*WORK TO BE COMPLETED*.
Update the records below by replacing every "flowing water" with "running water" and changing nothing else. Leave the pictures out of your answer.

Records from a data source
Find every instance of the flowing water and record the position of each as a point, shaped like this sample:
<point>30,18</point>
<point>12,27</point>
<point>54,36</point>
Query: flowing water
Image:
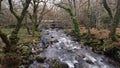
<point>75,54</point>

*ANSWER FOR THE TASK*.
Find every instance of the running water and record the position of each as a point, shaped like this sample:
<point>30,18</point>
<point>12,27</point>
<point>54,36</point>
Query: running water
Image:
<point>75,54</point>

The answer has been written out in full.